Selected excerpt -
The development and functioning of the body depends on a
complex interaction of chemicals, in which everything must happen at
the right time. Three crucial functions in the human body are the
immune system, the hormonal system and the nervous system. Many of the
interactions within and between these systems depend on fairly simple
chemicals, all of which are potential targets for imitation by man-made
chemicals.
The complexities of the endocrine system make it very
difficult to predict the influence of chemicals on the body. There is
evidence that disrupters affect some forms of animal life, but their
effect in humans is a matter of long-standing debate. While it is easy
to detect abnormalities in some parts of the body, detecting changes in
the endocrine system is much harder. This is one of the reasons that
providing proof of harm to any of these systems is difficult, unless
the harm is very substantial.
There are at present close to 600 chemical compounds that have
evidenced varying degrees of endocrine disrupting behavior. Disrupters
include many common materials that are utilized in industry, such as
plasticizers, antioxidants, detergents and polymer catalysts. In
particular, there have been questions raised in Europe about the use of
phthalate esters, antioxidants such as BHA, alkylphenols, bisphenol A,
and tributyl tin to name a few.
REACTING TO THE ISSUES
We need to address the implications of
these issues in light of the current state of analytical technology.
The most common reaction by customers and end users is to bar the
offending chemicals from all converted products or inks. (This is the
basis for historical "negative" lists of chemicals.) However, even
though these chemicals are not direct raw material ingredients in a
formulation, there are still three problems with that approach.
First, the common ability to measure chemical species in the
parts-per-billion range makes it difficult to define "none" or to rely
on a changing definition over time. Second, it is difficult to obtain
knowledge of contaminant levels of offending chemicals in the long
supply chains typical to formulating industries. Third, as the list of
"negative" materials grows, it is unlikely that they can all simply be
removed from commerce.
What must ultimately replace negative lists is a process based
on risk assessment. This concept often has difficulty being accepted,
but has proved its worth in the past. Using risk assessment, both
government and industry have quantified exposure to residual or
background concentrations of chemicals. The control relies on how and
how much of a chemical will be bioavailable.
Further, the models must account for how much of a material can become
part of the daily intake of nutrients (food and drink) to the body.
This quantity is expressed in maximum intakes in milli or micro grams
per day. The intake is based on the risk modeling of sources further
and further away from the actual food we eat. An example of differing
potentials needs to be considered for the ink on a package, the amount
of plasticizer in the printed film, the amount of catalyst in a polymer
that is the film-former in the ink, etc.
The process seems complicated at first view, but such models
are commonly used by the Food and Drug Administration (FDA) to evaluate
the threshold of regulation for additives to food. We believe this
should be the subject of exploration between the elements of our mutual
supply chain from ink raw material suppliers to end users. Rather than
banning certain chemicals outright, assessing risk of exposure could
allow the continued safe use of the broadest range of our industry’s
most common – and valuable – raw materials.

Supplied material -
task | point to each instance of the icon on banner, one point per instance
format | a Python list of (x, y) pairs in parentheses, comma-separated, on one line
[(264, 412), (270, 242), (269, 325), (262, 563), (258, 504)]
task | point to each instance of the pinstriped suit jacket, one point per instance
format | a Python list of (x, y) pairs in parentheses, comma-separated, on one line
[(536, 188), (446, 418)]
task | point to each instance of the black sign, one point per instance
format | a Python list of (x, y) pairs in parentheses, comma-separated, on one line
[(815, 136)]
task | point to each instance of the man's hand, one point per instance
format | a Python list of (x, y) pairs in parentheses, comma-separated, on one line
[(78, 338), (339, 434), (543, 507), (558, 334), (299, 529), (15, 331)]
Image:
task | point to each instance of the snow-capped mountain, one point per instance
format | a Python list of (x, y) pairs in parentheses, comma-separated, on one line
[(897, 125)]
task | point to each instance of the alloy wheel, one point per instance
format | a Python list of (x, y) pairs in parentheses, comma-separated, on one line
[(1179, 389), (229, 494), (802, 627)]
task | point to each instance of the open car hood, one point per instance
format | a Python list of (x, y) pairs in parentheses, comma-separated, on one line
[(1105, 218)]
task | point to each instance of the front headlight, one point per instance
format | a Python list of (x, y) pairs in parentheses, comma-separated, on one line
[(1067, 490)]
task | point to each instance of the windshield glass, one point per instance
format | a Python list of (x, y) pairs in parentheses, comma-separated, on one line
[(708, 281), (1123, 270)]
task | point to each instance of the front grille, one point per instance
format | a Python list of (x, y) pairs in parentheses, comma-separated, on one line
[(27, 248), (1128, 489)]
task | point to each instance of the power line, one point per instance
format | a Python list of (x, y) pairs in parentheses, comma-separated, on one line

Tasks to perform -
1. Rewrite everything from "The complexities of" down to "is very substantial." in the endocrine disrupter passage, swapping "endocrine system" for "hormone system".
2. List the common industrial materials that the endocrine disrupter passage names as disrupters.
The rows have no connection to the endocrine disrupter passage.

Problem solutions -
1.
The complexities of the hormone system make it very
difficult to predict the influence of chemicals on the body. There is
evidence that disrupters affect some forms of animal life, but their
effect in humans is a matter of long-standing debate. While it is easy
to detect abnormalities in some parts of the body, detecting changes in
the hormone system is much harder. This is one of the reasons that
providing proof of harm to any of these systems is difficult, unless
the harm is very substantial.

2. Plasticizers, antioxidants, detergents, polymer catalysts